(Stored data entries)
Start of Block
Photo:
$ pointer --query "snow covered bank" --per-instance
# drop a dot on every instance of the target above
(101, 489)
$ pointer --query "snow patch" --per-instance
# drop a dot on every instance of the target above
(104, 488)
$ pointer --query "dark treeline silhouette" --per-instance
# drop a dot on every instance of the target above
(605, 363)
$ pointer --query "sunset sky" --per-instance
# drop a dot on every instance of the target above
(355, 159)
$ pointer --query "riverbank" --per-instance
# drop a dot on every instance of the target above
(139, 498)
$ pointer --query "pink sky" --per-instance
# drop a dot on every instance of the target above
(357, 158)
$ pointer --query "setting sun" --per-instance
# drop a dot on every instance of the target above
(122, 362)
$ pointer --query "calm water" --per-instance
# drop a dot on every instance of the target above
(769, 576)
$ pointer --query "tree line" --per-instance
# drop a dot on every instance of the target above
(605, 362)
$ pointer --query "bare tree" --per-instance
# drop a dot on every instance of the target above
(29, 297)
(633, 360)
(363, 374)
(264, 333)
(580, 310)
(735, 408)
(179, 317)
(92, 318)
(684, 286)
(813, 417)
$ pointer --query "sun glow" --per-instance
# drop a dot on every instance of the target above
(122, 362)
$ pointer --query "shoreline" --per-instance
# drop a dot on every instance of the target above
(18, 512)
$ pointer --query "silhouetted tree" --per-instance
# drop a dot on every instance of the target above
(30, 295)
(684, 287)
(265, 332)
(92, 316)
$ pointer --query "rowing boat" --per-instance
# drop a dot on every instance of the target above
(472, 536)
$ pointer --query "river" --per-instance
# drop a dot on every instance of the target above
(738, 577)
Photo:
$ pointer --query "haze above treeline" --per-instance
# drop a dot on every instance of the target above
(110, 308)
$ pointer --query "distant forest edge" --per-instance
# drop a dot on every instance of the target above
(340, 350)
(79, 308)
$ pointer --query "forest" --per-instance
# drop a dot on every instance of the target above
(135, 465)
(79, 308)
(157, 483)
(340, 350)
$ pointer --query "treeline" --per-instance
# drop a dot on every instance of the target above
End of Block
Check each line above for the string "snow" and copy the ones that have it.

| Reply |
$ pointer --query "snow covered bank" --per-instance
$ pointer --query "snow patch" --per-instance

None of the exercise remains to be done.